Joseph’s brothers sold him down to Egypt. Their prior relationship was, as we would say today, “fraught.” Joseph had slandered his brothers to their father (Gen. 37:2). Joseph had dreamt what seemed to be outrageously arrogant dreams with his brothers (and parents) bowing down to him (37:5-10). Joseph’s father favored him because he was the youngest; he was also the only son of the wife whom his father Jacob loved, Rachel (37:3).
For all of these reasons, or perhaps for one more than another, Joseph’s brothers hated him (37:4, 8), were jealous of him (37:11), and couldn’t even speak to him in peace (37:4).
However one adds up the rights and wrongs in this messy relationship, the Netziv is not prepared to state definitively that Joseph’s brothers were wrong in desiring to punish him. Perhaps Joseph had it coming. Nonetheless, a famously perplexing verse in this week’s Torah portion shows that the sale of Joseph down to Egypt was wrong — his brothers may have intended to do something right, but they certainly did it the wrong way.

## Exercise description
Answer these questions about the passage on Joseph and his brothers:
(a) For what reasons did Joseph's father favor him?
(b) What could Joseph's brothers not even do with him?
(c) What is the Netziv not prepared to state definitively?

Natural language descriptions of regions
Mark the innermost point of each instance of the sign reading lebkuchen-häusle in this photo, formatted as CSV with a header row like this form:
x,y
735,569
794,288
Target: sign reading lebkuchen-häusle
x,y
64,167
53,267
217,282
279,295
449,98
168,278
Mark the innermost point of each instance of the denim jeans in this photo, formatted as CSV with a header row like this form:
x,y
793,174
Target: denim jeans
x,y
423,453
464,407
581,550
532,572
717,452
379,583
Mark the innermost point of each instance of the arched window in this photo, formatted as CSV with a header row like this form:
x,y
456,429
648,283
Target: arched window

--

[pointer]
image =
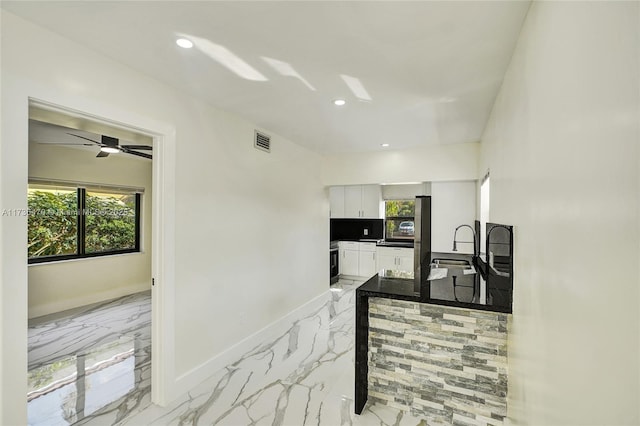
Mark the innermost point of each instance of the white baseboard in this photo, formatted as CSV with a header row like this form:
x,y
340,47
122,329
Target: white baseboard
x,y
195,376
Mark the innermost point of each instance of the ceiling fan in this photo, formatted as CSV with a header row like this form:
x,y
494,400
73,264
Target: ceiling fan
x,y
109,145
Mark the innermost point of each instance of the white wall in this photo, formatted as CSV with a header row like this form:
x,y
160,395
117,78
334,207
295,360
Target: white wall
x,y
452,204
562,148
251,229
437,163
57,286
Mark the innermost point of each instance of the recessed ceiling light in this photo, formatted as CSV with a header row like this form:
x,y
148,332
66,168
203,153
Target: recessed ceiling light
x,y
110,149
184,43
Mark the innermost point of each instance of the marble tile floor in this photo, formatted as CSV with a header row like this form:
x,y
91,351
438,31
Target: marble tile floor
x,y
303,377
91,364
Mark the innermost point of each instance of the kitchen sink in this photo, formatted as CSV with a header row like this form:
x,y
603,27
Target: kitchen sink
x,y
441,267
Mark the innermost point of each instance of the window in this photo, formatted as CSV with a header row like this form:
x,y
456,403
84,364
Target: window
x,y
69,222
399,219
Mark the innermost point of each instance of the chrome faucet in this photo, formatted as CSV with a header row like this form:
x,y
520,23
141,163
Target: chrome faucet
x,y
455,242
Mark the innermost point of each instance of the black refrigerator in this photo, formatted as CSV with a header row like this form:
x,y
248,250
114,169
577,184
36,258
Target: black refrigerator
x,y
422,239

## Task output
(a) Joseph was the youngest, and he was the only son of Rachel, the wife his father Jacob loved.
(b) They couldn't even speak to him in peace.
(c) That Joseph's brothers were wrong in desiring to punish him.